● What you have to do: Carry the distributed tracing system design forward from its last line, in the same format.

● Text passage:

• • • • •

Distributed Tracing System¶
Interview Time: 60-90 min | Difficulty: Hard
Key Focus: Span collection, trace correlation, sampling, performance analysis
Step 1: Functional & Non-Functional Requirements¶
Functional Requirements¶
- Generate trace IDs at request entry (auto-generated or passed in)
- Propagate trace ID through request lifecycle
- Collect spans from all services touched by a request
- Store span data with timing, errors, and causality
- Query traces by trace ID, service, latency, error status
- Visualize request flow (service A → B → C timeline)
- Identify latency bottlenecks (which service is slow)
- Debug errors (with stack traces and logs attached to spans)
- Correlation with logs (logs contain trace ID for cross-reference)
Non-Functional Requirements¶
| Requirement | Target | Notes |
|---|---|---|
| Span Ingestion | 1M spans/sec, 100 billion spans/day | Same QPS as metrics |
| Latency | Span collected within 1 second | Near real-time debugging |
| Retention | 7 days hot storage, 30 days queryable | Don't keep forever (cost) |
| Query Speed | Retrieve trace <500ms, visualize <1s | Interactive debugging |
| Sampling | 10-100% sample rate (configurable) | Prevent storage explosion |
| Storage | ~500 GB/day (with sampling) | Compression + smart retention |
| Accuracy | Accurate timing within 10ms | Must trust latency data |
Step 2: API Design, Data Model & High-Level Design¶
Core API Endpoints¶
POST /traces/spans
[{trace_id, span_id, parent_span_id, service, operation, duration_ms,
start_time_ms, tags: {endpoint, status}, error: false}]
→ {success: true}
GET /traces/{trace_id}
→ {trace_id, spans: [{service, operation, start, duration, tags, error}], total_duration_ms}
GET /traces/search
?service=api-gateway&operation=GetUser&latency_min=100&latency_max=5000&error=false&limit=10
→ {traces: [{trace_id, duration, services_touched}], total_count}
GET /traces/{trace_id}/analyze
→ {critical_path: [services in bottleneck order], latency_breakdown: {service: ms}}
GET /services/{service_name}/latency
?percentile=p99&operation=GetUser&time_range=1h
→ {percentile_value_ms: 250, samples: 10000}
Entity Data Model¶
SPANS
├─ trace_id (PK, for grouping)

• • • • •

● Data rows:
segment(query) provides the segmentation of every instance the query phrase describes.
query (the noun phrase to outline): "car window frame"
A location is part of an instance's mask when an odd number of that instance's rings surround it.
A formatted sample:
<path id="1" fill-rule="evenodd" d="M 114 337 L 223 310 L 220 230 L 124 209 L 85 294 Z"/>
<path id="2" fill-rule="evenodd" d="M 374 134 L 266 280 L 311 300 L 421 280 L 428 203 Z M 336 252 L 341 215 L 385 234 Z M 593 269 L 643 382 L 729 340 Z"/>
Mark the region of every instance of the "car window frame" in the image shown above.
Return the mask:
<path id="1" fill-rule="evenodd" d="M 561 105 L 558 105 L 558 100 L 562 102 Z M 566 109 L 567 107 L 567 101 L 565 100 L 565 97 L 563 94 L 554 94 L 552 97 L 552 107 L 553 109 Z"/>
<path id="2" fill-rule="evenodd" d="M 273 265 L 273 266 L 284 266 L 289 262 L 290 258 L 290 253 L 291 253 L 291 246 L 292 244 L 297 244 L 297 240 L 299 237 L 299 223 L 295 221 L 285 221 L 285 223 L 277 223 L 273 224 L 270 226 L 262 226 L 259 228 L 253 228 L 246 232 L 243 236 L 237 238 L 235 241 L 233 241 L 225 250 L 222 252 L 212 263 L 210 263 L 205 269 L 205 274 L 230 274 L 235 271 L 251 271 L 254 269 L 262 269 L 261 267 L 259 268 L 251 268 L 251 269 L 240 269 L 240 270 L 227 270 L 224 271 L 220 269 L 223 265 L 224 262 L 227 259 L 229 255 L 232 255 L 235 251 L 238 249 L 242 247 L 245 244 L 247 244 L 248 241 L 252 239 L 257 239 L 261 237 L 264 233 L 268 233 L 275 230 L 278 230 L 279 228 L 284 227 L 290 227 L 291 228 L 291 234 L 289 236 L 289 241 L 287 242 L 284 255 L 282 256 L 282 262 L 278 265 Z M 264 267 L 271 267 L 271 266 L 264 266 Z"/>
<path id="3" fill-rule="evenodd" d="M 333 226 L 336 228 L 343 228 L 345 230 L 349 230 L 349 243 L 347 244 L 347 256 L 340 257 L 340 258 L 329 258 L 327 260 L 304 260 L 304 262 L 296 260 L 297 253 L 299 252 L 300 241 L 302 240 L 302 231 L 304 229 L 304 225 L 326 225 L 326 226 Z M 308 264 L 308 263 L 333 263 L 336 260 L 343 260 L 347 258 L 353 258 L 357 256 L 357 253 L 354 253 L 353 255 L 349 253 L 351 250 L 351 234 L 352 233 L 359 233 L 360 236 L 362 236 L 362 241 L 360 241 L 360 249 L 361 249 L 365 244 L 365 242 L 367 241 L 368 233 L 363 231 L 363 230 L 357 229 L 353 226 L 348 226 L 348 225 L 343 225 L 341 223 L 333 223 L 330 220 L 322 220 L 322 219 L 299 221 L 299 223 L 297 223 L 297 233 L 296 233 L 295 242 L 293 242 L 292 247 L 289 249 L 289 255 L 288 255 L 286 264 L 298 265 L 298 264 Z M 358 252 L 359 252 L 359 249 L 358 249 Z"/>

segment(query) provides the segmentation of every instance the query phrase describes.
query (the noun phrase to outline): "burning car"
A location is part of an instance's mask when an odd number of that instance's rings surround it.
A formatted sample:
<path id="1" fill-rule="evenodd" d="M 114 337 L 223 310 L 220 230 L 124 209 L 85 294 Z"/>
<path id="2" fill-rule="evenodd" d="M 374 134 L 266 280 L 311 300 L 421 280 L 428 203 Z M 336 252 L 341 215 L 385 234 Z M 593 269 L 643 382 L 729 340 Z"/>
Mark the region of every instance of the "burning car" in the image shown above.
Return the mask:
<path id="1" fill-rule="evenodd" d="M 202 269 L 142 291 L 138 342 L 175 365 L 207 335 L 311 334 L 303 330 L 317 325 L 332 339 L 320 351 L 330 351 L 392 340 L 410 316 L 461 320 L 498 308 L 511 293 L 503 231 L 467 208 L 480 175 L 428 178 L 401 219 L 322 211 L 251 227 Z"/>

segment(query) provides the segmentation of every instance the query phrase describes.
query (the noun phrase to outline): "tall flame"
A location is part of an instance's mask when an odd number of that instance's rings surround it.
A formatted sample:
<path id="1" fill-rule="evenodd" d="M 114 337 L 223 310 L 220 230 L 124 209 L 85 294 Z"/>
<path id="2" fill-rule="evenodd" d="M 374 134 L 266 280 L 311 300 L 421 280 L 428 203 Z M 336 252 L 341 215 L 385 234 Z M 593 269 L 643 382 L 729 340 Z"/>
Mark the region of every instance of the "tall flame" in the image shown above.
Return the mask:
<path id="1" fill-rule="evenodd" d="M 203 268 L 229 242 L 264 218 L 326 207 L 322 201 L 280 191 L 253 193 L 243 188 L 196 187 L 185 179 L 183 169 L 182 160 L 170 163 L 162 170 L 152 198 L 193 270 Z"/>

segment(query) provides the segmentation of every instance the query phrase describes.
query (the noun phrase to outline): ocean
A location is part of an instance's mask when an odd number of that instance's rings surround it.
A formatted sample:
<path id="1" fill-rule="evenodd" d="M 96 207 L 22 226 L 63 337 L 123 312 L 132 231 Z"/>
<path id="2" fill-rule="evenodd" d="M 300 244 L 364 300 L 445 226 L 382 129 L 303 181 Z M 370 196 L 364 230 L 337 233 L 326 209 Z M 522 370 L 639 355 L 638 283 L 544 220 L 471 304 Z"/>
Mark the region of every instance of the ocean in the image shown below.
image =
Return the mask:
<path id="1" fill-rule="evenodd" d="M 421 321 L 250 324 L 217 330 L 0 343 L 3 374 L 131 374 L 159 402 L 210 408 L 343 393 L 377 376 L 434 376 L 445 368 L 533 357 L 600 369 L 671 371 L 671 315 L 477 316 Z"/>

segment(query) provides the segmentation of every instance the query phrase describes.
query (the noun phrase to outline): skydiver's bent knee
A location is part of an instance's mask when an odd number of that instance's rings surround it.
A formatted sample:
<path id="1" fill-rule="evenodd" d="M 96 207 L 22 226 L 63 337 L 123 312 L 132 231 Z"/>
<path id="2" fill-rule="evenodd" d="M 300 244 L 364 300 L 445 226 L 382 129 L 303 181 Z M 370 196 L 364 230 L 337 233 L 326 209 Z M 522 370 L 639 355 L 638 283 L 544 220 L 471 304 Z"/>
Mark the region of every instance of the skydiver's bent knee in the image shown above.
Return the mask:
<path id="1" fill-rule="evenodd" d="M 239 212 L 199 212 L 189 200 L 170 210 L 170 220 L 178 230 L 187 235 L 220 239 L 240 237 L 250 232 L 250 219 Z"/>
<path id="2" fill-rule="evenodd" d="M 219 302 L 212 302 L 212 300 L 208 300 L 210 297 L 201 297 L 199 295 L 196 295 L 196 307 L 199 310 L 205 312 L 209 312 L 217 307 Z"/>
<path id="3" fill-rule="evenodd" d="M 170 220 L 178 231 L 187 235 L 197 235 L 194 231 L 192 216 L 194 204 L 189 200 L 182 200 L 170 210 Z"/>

• • • • •

● Response to this exercise:
├─ span_id (PK, unique within trace)
├─ parent_span_id (null for root)
├─ service_name
├─ operation_name (function or RPC name)
├─ start_time_ms, duration_ms
├─ timestamp (server receive time)
├─ tags (JSON: {http.method, http.status_code, db.query_type})
├─ logs (array: {timestamp, message, severity})
├─ error: bool, error_message (if true)
├─ baggage (trace-wide context: user_id, request_id)
TRACE_INDEX
├─ trace_id (PK)
├─ service_names (array of all services touched)
├─ root_service, root_operation
├─ start_time_ms, duration_ms
├─ error: bool, error_count
├─ root_cause_service (inferred from trace)
├─ created_at
LATENCY_HISTOGRAM (per-service)
├─ service_name, operation_name
├─ histogram_buckets [{bucket_size, count}]
├─ percentiles: {p50, p95, p99}
├─ timestamp_ms (1 min interval, pre-aggregated)
High-Level Architecture¶
graph TB
Service1["Service 1<br/>(generates spans)"]
Service2["Service 2"]
ServiceN["Service N"]
Instrumentation["Instrumentation Library<br/>(OpenTelemetry)"]
SpanCollector["Span Collector<br/>(agent process)"]
Kafka["Message Queue<br/>(Kafka)"]
Sampler["Sampler<br/>(decide to keep span)"]
Processor["Processor<br/>(enrich, aggregate)"]
Storage["Trace Storage<br/>(Cassandra/HBase)"]
Index["Index<br/>(Elasticsearch)"]
Cache["Cache<br/>(Redis)"]
QueryEngine["Query Engine<br/>(span lookup)"]
Visualizer["Visualizer<br/>(timeline render)"]
Analyzer["Analyzer<br/>(find bottlenecks)"]
Monitoring["Monitoring<br/>(trace health)"]
Service1 -->|emit spans| Instrumentation
Service2 -->|emit spans| Instrumentation
ServiceN -->|emit spans| Instrumentation
Instrumentation -->|on-process| SpanCollector
SpanCollector --> Sampler
Sampler -->|sample| Kafka
Kafka --> Processor
Processor --> Storage
Processor --> Index
Storage --> Cache
Cache --> QueryEngine
QueryEngine --> Visualizer
Storage --> Analyzer
Analyzer --> Monitoring
Step 3: Concurrency, Consistency & Scalability¶
🔴 Problem: Capturing Trace Context Across Services¶
Scenario: Request: Client → API Gateway → Auth Service → Database. How do we link all spans into one trace?
Solution: Trace context propagation via headers
Request Header (sent by client or generated by gateway):
X-Trace-ID: abc123 (globally unique, 128-bit UUID)
X-Span-ID: span-1 (unique within trace)
X-Parent-SPAN-ID: null (no parent for root)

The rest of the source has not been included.